Records contained in a dataset:
※ ※ ※
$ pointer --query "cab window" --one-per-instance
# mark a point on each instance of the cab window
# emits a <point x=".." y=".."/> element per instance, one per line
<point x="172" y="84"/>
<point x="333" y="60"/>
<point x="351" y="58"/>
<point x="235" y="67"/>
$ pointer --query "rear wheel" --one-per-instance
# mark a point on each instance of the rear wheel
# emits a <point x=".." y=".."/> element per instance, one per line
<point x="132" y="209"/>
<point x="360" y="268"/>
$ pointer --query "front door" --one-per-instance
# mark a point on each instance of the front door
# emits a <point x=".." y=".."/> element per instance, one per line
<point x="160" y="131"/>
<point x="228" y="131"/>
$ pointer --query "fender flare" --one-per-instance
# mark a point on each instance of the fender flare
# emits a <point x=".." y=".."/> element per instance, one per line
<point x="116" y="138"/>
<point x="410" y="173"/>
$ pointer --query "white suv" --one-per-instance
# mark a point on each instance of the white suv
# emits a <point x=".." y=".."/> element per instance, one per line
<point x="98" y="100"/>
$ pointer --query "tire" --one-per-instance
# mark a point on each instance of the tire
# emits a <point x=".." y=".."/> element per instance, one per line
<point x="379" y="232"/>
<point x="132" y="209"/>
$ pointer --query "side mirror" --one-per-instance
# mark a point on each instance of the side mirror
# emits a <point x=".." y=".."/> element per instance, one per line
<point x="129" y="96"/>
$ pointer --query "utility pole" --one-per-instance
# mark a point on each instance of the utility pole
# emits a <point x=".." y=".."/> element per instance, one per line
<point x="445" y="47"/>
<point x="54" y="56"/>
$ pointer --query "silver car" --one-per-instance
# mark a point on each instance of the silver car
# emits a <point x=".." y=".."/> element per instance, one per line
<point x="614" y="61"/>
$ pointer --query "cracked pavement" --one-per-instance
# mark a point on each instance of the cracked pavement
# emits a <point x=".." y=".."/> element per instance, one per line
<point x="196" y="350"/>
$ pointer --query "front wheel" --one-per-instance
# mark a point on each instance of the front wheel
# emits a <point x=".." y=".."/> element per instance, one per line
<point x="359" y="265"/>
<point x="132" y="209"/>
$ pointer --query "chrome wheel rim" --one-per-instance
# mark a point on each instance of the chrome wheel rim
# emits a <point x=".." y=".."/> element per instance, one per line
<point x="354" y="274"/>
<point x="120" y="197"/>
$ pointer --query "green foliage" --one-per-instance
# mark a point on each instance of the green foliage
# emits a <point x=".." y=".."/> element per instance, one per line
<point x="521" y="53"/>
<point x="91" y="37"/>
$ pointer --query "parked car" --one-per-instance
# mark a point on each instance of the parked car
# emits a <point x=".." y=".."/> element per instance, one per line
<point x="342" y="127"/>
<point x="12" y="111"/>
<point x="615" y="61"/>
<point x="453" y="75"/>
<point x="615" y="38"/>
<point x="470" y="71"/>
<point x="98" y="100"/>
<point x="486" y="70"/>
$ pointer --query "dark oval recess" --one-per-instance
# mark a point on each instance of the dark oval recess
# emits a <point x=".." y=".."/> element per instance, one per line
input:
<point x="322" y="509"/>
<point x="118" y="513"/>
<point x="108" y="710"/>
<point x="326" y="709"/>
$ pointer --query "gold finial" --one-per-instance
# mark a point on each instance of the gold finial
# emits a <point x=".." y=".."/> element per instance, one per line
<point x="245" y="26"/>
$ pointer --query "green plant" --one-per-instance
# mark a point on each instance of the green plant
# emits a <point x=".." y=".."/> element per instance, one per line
※ ※ ※
#### [Aim of the task]
Restate every record exactly, leaving nothing out.

#### [Exercise result]
$ pointer --query "cab window" --one-per-instance
# mark a point on each instance of the cab window
# emits a <point x=".." y=".."/> element per instance, one per line
<point x="172" y="84"/>
<point x="333" y="60"/>
<point x="351" y="58"/>
<point x="235" y="67"/>
$ pointer --query "rear wheel" --one-per-instance
# mark a point on each instance of the rear wheel
# emits a <point x=".." y=".."/> element per instance, one per line
<point x="132" y="209"/>
<point x="360" y="268"/>
$ pointer --query "front door" --one-per-instance
# mark a point on each instance of the front door
# emits a <point x=".." y=".."/> element per instance, one per line
<point x="160" y="131"/>
<point x="228" y="131"/>
$ pointer --query "fender flare" --one-per-instance
# mark a point on each instance of the fender flare
# emits a <point x=".." y=".."/> element per instance, one per line
<point x="116" y="138"/>
<point x="410" y="173"/>
$ pointer --query "white suv" --one-per-instance
# mark a point on each instance of the white suv
# emits a <point x=".." y=".."/> element per instance, one per line
<point x="98" y="100"/>
$ pointer --query "tire" --one-per-instance
# mark a point on each instance of the tire
# emits a <point x=".." y=".."/> element per instance, one per line
<point x="379" y="232"/>
<point x="132" y="209"/>
$ pointer --query "side mirror" --one-per-instance
# mark a point on each instance of the side mirror
# emits a <point x=".." y=".."/> element per instance, one per line
<point x="129" y="96"/>
$ pointer --query "utility pole" --one-per-instance
# mark a point on each instance of the utility pole
# emits a <point x=".." y=".."/> element per instance, one per line
<point x="445" y="47"/>
<point x="54" y="56"/>
$ pointer --query "silver car" --one-per-instance
# mark a point on each instance of the silver car
# emits a <point x=".." y=".."/> element per instance, one per line
<point x="614" y="61"/>
$ pointer --query "cracked pavement" --one-per-instance
# mark a point on each instance of the cracked pavement
# emits a <point x=".." y=".."/> element per instance, one per line
<point x="196" y="350"/>
$ pointer --query "front wheel" --one-per-instance
# mark a point on each instance of the front wheel
# emits a <point x=".." y=".."/> element per instance, one per line
<point x="359" y="265"/>
<point x="132" y="209"/>
$ pointer --query "chrome wheel rim" --one-per-instance
# mark a point on each instance of the chrome wheel rim
# emits a <point x=".." y=".."/> element per instance, one per line
<point x="354" y="274"/>
<point x="120" y="197"/>
$ pointer --query "green foliage" --one-per-instance
# mark a point on each instance of the green foliage
# emits a <point x=".." y=".."/> element per instance, one per line
<point x="521" y="53"/>
<point x="91" y="37"/>
$ pointer --query "parked car" --one-per-instance
# mark a point on each instance of the parked car
# emits a <point x=".." y=".."/> element per instance, one per line
<point x="342" y="127"/>
<point x="12" y="111"/>
<point x="615" y="61"/>
<point x="453" y="75"/>
<point x="615" y="38"/>
<point x="470" y="71"/>
<point x="98" y="100"/>
<point x="486" y="70"/>
$ pointer --query "dark oval recess" --one-per-instance
# mark a point on each instance of the dark oval recess
# emits a <point x=".." y=".."/> element per instance, one per line
input:
<point x="322" y="509"/>
<point x="118" y="513"/>
<point x="108" y="710"/>
<point x="326" y="709"/>
$ pointer --query "gold finial" --one-per-instance
# mark a point on each instance of the gold finial
# emits a <point x=".." y=".."/> element per instance, one per line
<point x="245" y="26"/>
$ pointer --query "green plant" --one-per-instance
# mark a point on each instance of the green plant
# emits a <point x=".." y=".."/> element per instance, one per line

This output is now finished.